### [WORK TO BE COMPLETED]
Report each line of the entries below that contains the word "tree", copying every such line in full.

### [MATERIAL SHOWN]
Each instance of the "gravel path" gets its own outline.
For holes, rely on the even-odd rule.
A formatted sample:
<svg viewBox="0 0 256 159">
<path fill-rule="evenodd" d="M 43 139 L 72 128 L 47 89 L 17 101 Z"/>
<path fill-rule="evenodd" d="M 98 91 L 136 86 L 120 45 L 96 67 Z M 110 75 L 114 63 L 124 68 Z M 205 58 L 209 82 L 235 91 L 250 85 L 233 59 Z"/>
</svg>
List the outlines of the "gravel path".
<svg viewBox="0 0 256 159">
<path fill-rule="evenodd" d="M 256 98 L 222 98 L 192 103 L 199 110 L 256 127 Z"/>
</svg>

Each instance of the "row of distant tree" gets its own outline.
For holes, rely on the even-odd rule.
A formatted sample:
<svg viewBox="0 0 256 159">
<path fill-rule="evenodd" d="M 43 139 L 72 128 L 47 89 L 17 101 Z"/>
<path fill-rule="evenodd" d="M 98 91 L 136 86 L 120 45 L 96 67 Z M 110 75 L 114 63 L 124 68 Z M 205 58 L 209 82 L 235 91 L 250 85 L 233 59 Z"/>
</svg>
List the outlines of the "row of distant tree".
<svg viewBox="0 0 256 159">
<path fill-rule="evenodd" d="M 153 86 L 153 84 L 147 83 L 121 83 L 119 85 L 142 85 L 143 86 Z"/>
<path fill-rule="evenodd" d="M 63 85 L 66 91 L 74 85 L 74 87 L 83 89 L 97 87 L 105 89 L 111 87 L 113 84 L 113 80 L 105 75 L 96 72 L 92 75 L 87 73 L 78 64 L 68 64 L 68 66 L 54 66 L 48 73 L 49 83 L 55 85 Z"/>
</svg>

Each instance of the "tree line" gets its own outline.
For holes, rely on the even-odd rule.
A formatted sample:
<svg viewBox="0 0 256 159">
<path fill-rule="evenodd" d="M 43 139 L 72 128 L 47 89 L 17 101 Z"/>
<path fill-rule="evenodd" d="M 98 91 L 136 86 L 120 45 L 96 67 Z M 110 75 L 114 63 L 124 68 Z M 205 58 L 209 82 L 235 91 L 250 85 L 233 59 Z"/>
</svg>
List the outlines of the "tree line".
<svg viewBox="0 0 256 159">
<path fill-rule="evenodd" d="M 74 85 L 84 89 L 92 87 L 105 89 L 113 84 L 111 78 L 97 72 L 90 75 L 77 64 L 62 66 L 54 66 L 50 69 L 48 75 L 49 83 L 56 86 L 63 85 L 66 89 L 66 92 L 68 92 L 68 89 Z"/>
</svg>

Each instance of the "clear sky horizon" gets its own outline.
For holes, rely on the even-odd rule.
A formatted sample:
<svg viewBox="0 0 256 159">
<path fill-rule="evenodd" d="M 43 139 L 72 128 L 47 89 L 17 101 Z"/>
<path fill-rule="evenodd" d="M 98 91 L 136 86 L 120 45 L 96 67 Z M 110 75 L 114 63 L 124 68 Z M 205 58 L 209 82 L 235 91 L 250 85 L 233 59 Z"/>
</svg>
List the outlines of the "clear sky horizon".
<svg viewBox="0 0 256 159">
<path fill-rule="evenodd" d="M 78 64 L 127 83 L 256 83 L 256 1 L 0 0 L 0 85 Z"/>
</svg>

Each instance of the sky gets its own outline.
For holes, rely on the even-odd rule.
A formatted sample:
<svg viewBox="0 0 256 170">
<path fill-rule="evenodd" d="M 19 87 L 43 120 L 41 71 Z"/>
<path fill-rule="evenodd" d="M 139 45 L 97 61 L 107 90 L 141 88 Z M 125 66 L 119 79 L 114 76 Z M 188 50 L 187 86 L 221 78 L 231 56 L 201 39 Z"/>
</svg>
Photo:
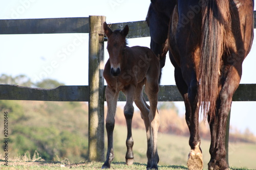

### [ANSWER FOR THE TASK]
Each instance of the "row of distant tree" gets its own outline.
List the outlines of the "row of distant tree".
Each instance of the "tree line" gets its own outline.
List the outlines of the "tree line".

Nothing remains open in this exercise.